**Instruction:** Locate each line in the items below that contains the string "flag" and copy those lines out. Case counts.

**Records to process:**
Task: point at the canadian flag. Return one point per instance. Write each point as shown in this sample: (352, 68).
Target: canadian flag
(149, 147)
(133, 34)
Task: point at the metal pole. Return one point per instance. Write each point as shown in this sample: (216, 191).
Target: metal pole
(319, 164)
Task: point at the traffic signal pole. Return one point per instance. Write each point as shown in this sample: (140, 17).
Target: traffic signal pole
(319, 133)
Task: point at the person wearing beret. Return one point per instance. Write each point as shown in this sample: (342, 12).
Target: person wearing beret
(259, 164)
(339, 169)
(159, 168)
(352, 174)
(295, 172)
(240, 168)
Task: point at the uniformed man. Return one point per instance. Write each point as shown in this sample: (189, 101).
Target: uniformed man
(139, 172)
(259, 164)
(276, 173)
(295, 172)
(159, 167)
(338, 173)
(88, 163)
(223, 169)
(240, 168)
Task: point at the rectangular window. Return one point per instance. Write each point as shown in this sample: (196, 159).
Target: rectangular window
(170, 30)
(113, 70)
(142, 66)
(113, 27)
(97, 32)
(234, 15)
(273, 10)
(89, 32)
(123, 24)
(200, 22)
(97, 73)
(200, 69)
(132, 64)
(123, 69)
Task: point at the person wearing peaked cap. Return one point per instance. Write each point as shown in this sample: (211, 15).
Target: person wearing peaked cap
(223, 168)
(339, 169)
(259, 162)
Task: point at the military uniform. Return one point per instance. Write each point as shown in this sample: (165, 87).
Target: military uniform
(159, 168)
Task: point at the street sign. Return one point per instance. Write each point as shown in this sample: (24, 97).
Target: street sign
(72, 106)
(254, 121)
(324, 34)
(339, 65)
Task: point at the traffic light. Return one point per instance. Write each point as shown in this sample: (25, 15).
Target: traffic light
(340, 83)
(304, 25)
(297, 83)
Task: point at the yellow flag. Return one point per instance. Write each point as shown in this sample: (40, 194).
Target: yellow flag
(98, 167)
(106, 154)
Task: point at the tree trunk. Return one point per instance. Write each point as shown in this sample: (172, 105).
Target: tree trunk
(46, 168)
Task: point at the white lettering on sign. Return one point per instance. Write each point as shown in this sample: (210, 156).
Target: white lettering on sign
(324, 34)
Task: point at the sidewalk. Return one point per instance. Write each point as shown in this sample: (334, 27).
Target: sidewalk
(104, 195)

==

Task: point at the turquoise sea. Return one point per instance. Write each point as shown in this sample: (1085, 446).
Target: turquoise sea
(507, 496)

**Task solution:**
Task: point at the canadian flag. Return one point per instance. Write each point as shown in this sample: (352, 68).
Target: canadian flag
Task: point at the yellow flag. Return one point per instance. Write each point as shown in this sample: (40, 194).
Target: yellow flag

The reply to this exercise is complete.